Excerpt to read:
▼

The following procedure can be performed in order to obtain at the two-channel audio signal for the direct sound part. The RIR is first preprocessed, to achieve consistent alignment between different inputs to the system. This later enables blending between different input RIR’s. Alignment is done by detecting the direct sound, using a suitable state of the art algorithm. Finding the direct sound can for instance rely on a maximum peak detection, if it is guaranteed that the direct sound of the input always coincides with the highest peak. In more complex scenarios, a more robust, state of the art direct sound detection can be chosen.

▲

Instruction A: Print the entries word for word, from the line containing "Tag every instance of the green" to the final line of the entries, both lines included, and omit the pictures.

Supplied records:

▼

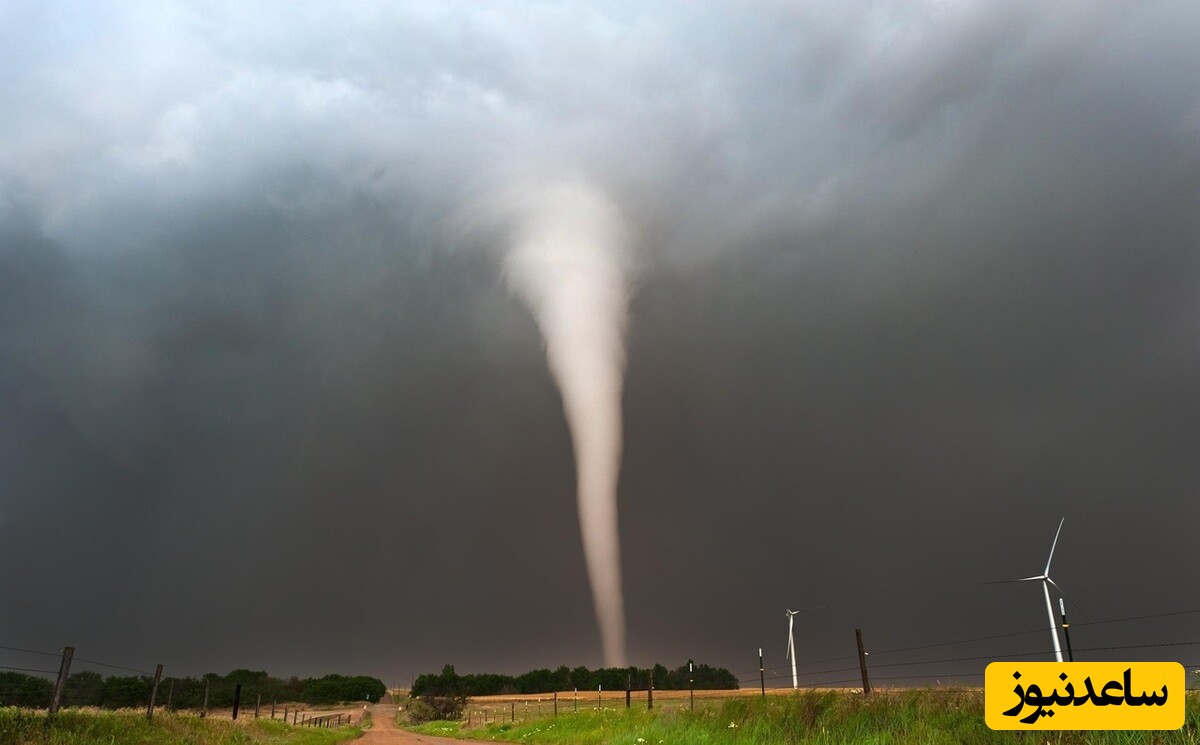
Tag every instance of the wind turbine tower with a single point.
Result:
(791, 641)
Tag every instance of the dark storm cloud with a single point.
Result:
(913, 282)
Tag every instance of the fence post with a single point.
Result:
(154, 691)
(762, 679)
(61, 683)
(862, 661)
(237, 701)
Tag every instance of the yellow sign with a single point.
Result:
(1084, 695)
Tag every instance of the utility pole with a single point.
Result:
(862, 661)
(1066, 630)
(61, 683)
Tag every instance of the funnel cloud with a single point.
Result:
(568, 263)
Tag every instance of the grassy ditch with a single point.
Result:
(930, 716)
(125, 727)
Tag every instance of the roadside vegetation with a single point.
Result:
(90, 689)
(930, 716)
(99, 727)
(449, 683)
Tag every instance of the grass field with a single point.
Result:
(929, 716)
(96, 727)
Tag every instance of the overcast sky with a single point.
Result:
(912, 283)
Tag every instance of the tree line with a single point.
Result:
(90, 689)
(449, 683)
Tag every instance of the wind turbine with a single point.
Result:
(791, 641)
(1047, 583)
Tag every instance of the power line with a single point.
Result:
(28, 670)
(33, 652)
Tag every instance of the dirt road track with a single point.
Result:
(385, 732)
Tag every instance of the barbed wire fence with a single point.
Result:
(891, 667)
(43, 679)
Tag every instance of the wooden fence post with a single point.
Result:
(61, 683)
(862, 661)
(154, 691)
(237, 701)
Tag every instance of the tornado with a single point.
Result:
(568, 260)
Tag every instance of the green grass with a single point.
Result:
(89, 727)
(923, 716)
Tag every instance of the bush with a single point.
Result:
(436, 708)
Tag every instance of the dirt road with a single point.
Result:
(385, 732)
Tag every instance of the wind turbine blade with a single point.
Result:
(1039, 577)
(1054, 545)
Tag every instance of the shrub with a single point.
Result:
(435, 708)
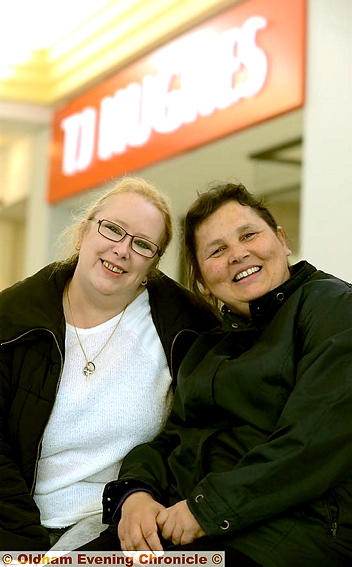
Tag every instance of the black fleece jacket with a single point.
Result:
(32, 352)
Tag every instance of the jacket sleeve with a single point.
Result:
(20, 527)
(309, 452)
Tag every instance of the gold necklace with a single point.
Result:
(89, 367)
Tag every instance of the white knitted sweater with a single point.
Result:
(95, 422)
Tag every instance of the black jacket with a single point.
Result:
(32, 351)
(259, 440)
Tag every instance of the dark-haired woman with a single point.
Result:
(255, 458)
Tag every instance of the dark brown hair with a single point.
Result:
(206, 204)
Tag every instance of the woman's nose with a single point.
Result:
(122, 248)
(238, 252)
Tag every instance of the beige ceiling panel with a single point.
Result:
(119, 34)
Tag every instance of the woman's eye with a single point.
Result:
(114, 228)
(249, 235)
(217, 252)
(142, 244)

▲

Instruction B: Output the passage on direct sound alignment word for word, from "The following procedure" to "can be chosen.".

Written answer A:
Tag every instance of the green grass with a single point.
Result:
(89, 727)
(923, 716)
Tag every instance of the bush with a single point.
Result:
(436, 708)
Tag every instance of the dirt road with a single point.
Result:
(385, 732)
Tag every instance of the wind turbine blade with a single point.
Result:
(1039, 577)
(1054, 545)
Tag every instance of the shrub with a single point.
Result:
(435, 708)
Tag every instance of the black fleece jacket with a single point.
Result:
(32, 352)
Tag every instance of the jacket sleeve with a single point.
Result:
(20, 527)
(309, 452)
Tag every instance of the gold necklace with a single point.
Result:
(89, 367)
Tag every instance of the white knitted sweater with a single point.
Result:
(95, 422)
Tag every instance of the black jacket with a single point.
Result:
(32, 351)
(259, 440)
Tag every instance of the dark-haired woman with a single point.
Result:
(255, 458)
Tag every instance of the dark brown hair with a single point.
Result:
(206, 204)
Tag every instance of the woman's nose with a single point.
Result:
(122, 248)
(238, 252)
Tag every instance of the beige ceiling panel with a single point.
Result:
(119, 34)
Tag every instance of the woman's eye with a single point.
Result:
(114, 228)
(249, 235)
(217, 252)
(142, 244)

Written answer B:
The following procedure can be performed in order to obtain at the two-channel audio signal for the direct sound part. The RIR is first preprocessed, to achieve consistent alignment between different inputs to the system. This later enables blending between different input RIR’s. Alignment is done by detecting the direct sound, using a suitable state of the art algorithm. Finding the direct sound can for instance rely on a maximum peak detection, if it is guaranteed that the direct sound of the input always coincides with the highest peak. In more complex scenarios, a more robust, state of the art direct sound detection can be chosen.